» Object position labeling items
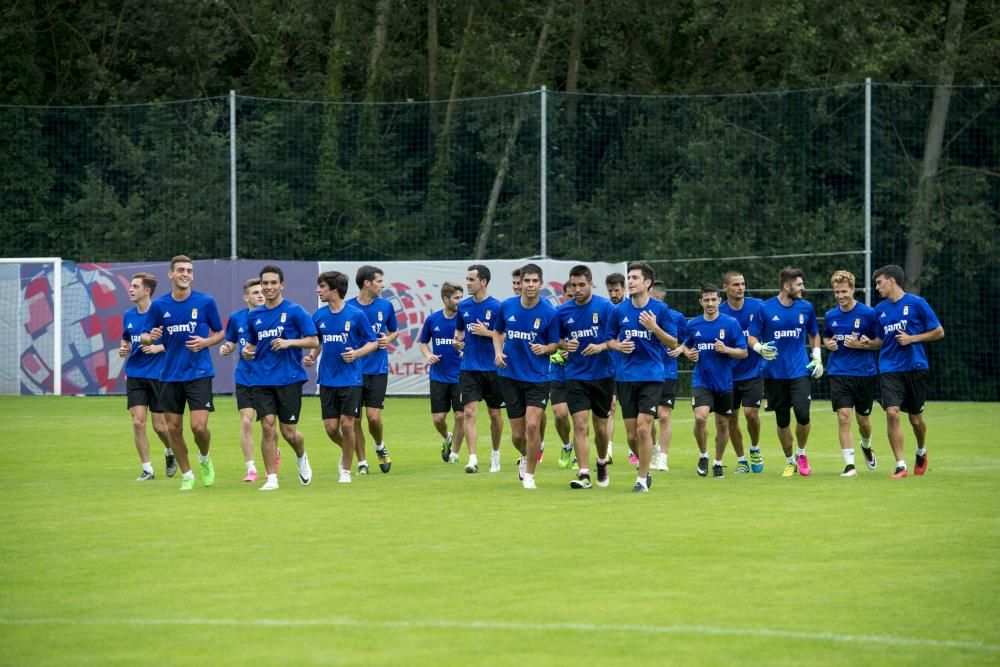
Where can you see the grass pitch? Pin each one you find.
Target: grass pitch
(429, 565)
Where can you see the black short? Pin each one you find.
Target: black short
(557, 392)
(445, 396)
(636, 397)
(748, 393)
(481, 385)
(593, 395)
(853, 391)
(783, 395)
(373, 391)
(196, 393)
(519, 396)
(668, 393)
(244, 397)
(336, 402)
(143, 391)
(906, 390)
(719, 402)
(283, 400)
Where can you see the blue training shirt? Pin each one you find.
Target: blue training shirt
(838, 325)
(287, 320)
(137, 363)
(645, 363)
(382, 318)
(714, 370)
(348, 328)
(788, 327)
(750, 319)
(478, 354)
(197, 315)
(587, 324)
(913, 315)
(237, 332)
(439, 333)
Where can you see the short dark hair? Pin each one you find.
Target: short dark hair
(531, 268)
(645, 269)
(789, 274)
(180, 259)
(334, 280)
(582, 270)
(448, 289)
(893, 271)
(271, 268)
(148, 281)
(481, 271)
(367, 273)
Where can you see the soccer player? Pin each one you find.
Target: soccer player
(444, 361)
(187, 322)
(477, 318)
(279, 331)
(345, 337)
(557, 395)
(142, 372)
(614, 283)
(748, 380)
(851, 367)
(590, 373)
(788, 320)
(382, 317)
(527, 333)
(236, 337)
(639, 327)
(906, 322)
(713, 342)
(664, 412)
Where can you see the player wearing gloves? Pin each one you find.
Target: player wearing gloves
(787, 321)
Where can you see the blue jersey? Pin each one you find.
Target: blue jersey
(478, 354)
(749, 317)
(277, 368)
(913, 315)
(382, 317)
(838, 325)
(670, 363)
(521, 328)
(588, 325)
(645, 363)
(197, 315)
(439, 332)
(138, 364)
(237, 332)
(787, 327)
(348, 328)
(714, 370)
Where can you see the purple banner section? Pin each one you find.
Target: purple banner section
(95, 296)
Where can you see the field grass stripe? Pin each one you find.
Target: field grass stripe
(514, 626)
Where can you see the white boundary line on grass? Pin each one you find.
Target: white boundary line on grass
(529, 627)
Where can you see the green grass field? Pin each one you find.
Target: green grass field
(428, 565)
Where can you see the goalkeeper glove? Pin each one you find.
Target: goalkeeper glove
(767, 350)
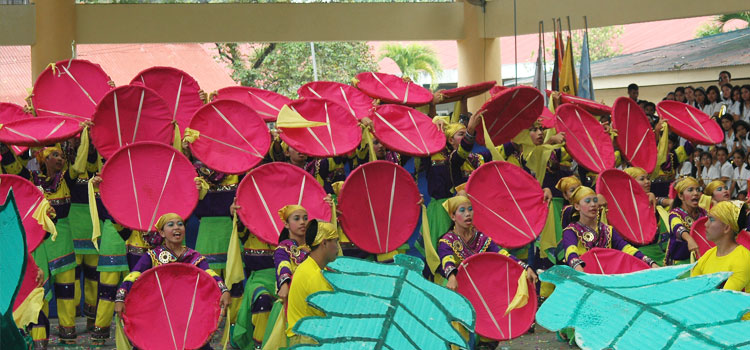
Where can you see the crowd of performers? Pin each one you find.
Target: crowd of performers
(63, 172)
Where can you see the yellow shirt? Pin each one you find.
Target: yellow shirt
(737, 262)
(308, 279)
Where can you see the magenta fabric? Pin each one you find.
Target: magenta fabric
(379, 206)
(629, 209)
(489, 281)
(39, 131)
(145, 180)
(71, 89)
(606, 261)
(392, 89)
(508, 203)
(407, 130)
(172, 306)
(635, 138)
(177, 88)
(28, 197)
(690, 122)
(233, 138)
(270, 187)
(264, 102)
(128, 114)
(509, 112)
(341, 136)
(356, 102)
(585, 138)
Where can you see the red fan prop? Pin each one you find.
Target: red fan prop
(356, 102)
(392, 89)
(690, 122)
(172, 306)
(340, 135)
(374, 217)
(585, 138)
(39, 131)
(129, 114)
(407, 130)
(508, 203)
(145, 180)
(635, 138)
(629, 209)
(509, 112)
(178, 88)
(456, 94)
(28, 197)
(233, 138)
(270, 187)
(490, 281)
(70, 89)
(605, 261)
(264, 102)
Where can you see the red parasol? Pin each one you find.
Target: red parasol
(28, 197)
(264, 102)
(392, 89)
(374, 217)
(233, 138)
(629, 209)
(270, 187)
(490, 281)
(585, 138)
(145, 180)
(690, 122)
(407, 130)
(606, 261)
(340, 135)
(177, 88)
(508, 203)
(128, 114)
(70, 88)
(356, 102)
(509, 112)
(635, 138)
(172, 306)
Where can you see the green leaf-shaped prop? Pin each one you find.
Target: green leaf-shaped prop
(649, 309)
(381, 306)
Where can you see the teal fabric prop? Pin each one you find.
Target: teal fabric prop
(13, 251)
(649, 309)
(383, 306)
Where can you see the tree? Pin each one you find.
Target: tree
(284, 67)
(413, 59)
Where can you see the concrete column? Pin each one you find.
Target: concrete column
(55, 24)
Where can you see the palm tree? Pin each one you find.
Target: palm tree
(413, 59)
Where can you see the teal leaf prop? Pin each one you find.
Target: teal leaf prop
(383, 306)
(13, 251)
(649, 309)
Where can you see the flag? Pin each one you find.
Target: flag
(568, 79)
(585, 84)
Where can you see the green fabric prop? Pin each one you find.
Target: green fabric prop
(13, 251)
(649, 309)
(383, 306)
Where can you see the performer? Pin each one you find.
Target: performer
(587, 233)
(684, 212)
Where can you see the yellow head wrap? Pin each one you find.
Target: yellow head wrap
(567, 182)
(712, 186)
(635, 171)
(452, 204)
(326, 230)
(166, 218)
(580, 193)
(288, 210)
(728, 212)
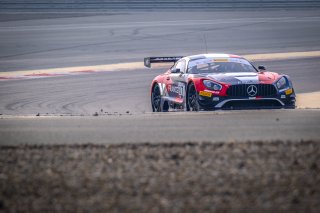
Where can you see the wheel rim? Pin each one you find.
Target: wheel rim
(192, 99)
(156, 99)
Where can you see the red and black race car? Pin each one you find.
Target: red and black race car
(217, 81)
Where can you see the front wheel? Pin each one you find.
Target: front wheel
(157, 103)
(192, 98)
(156, 98)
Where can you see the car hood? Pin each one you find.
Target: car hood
(244, 77)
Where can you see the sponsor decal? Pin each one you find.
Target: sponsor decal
(288, 92)
(177, 89)
(221, 60)
(205, 93)
(252, 90)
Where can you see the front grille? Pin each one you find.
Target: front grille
(240, 90)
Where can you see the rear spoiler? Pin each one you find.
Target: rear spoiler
(148, 61)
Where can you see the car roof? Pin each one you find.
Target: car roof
(212, 55)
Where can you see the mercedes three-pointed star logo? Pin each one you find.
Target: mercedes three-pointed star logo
(252, 90)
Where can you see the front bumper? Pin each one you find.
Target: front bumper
(227, 102)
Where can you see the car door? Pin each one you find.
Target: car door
(176, 85)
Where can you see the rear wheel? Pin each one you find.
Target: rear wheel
(192, 98)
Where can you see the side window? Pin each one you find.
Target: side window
(181, 65)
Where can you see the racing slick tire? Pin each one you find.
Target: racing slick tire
(157, 102)
(192, 98)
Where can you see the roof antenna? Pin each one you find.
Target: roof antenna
(205, 42)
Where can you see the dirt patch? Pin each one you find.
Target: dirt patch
(308, 100)
(173, 177)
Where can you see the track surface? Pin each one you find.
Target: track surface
(59, 42)
(116, 91)
(30, 41)
(284, 125)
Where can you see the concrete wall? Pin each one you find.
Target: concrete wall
(109, 5)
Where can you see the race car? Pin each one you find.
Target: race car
(217, 81)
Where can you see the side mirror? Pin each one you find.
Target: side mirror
(261, 67)
(175, 70)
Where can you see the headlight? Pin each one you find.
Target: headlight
(282, 83)
(212, 85)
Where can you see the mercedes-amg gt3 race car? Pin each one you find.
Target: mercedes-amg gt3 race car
(217, 81)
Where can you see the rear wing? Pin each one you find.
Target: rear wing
(148, 61)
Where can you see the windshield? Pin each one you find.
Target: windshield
(219, 65)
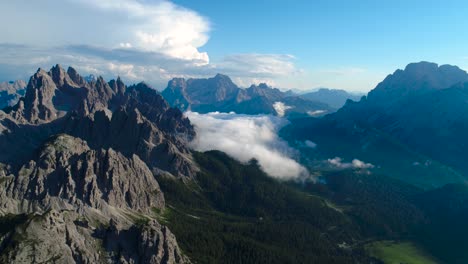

» What is asked
Rewrite the items from the line with "Where can you see the headlight?" through the end of the items, keeping the requests, and add 48 to every coordinate in the answers. Give only those lines and leave the pictures out.

» Written response
Where can you see the headlight? Pin each one you find.
Target: headlight
(330, 131)
(260, 133)
Where can you see the mercedes-amg gt3 race car? Pin each one you find.
Target: mercedes-amg gt3 race car
(265, 129)
Where can you see the rear wing? Pin each one you find.
Target: rear wing
(196, 109)
Where can you see the windshield? Pin each one you find.
Target: windshield
(267, 113)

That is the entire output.